>>

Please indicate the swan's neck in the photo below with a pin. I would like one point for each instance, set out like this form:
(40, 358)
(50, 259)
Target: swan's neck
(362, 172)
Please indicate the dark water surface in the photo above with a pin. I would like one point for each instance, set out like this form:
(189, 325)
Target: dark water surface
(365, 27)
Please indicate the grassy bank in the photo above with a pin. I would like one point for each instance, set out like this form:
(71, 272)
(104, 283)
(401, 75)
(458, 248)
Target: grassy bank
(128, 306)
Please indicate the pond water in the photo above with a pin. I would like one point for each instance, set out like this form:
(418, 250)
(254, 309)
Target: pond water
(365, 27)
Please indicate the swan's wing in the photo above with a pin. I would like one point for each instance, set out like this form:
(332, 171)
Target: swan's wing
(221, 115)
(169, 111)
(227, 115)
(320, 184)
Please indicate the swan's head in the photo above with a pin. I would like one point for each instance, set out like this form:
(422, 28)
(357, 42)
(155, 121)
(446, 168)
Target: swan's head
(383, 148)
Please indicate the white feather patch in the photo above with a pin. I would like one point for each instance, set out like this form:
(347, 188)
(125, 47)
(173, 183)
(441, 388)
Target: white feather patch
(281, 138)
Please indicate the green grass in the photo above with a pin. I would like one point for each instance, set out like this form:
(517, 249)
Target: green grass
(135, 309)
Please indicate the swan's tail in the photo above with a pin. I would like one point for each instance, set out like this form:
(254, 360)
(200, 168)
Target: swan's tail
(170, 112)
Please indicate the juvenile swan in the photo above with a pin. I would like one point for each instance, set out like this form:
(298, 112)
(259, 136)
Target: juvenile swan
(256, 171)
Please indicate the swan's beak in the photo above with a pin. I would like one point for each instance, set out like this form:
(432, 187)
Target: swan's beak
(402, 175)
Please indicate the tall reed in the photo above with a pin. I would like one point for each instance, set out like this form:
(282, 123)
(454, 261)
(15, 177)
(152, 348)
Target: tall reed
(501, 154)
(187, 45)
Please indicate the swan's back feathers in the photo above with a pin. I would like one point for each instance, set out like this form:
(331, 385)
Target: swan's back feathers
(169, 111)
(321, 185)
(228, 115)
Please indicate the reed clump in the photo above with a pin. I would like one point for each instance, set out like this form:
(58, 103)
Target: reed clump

<<

> **PROBLEM DESCRIPTION**: Restate every line of the data word for word.

> **RESPONSE BELOW**:
Please indicate the swan's neck in the photo below with a pin. I would like one point for each instance, set out like this form:
(40, 358)
(50, 259)
Target: swan's neck
(362, 172)
Please indicate the dark water surface in the photo above with a pin. I would like one point for each instance, set out like this form:
(189, 325)
Target: dark water surface
(365, 27)
Please indicate the grassy bank in the photo above with a pin. I would like one point for each instance, set out like this form:
(71, 272)
(104, 283)
(401, 75)
(458, 248)
Target: grassy bank
(128, 306)
Please indicate the pond water in the photo above with a pin. I would like one point for each instance, set out like this form:
(418, 250)
(254, 309)
Target: pond water
(365, 27)
Please indicate the swan's wing in the photo above with a pin. I would like one point for each instance, set out like this form:
(332, 171)
Target: swan's wing
(221, 115)
(169, 111)
(227, 115)
(320, 184)
Please indicate the swan's head in the photo above with a pin. I would like one point for each instance, set out like this form:
(422, 28)
(357, 42)
(155, 121)
(446, 168)
Target: swan's head
(383, 148)
Please indicate the white feather patch in the photo above with a pin. I would like one point for each instance, set out like this form:
(347, 188)
(125, 47)
(173, 183)
(441, 388)
Target: white feather patch
(281, 138)
Please indicate the green grass in the photo above with a pin. I would like one point for each instance, set out like this form:
(517, 249)
Target: green grass
(135, 309)
Please indicate the swan's tail in the photo above with a pin. I would like one point for each instance, set out like this form:
(254, 360)
(200, 168)
Target: swan's tail
(170, 112)
Please indicate the juvenile swan in the photo above with a pin. I would like one point for each instance, set out like this form:
(298, 112)
(259, 136)
Target: juvenile swan
(256, 171)
Please indicate the swan's beak in the photo above with a pin. I would like one point for each instance, set out like this form:
(432, 187)
Target: swan's beak
(402, 175)
Please indicate the tall reed in the photo above with a pin. I would like one point for each instance, set out like this form:
(282, 123)
(454, 261)
(15, 177)
(152, 348)
Target: tall reed
(501, 154)
(187, 45)
Please indicate the swan's back feathers in the photo above with a pin. I would like one point for each instance, set out like this form:
(331, 385)
Target: swan's back feathers
(169, 111)
(321, 185)
(228, 115)
Please indicate the reed clump in the photo above with a pin. I would like one point for each instance, set out like this form:
(58, 103)
Target: reed clump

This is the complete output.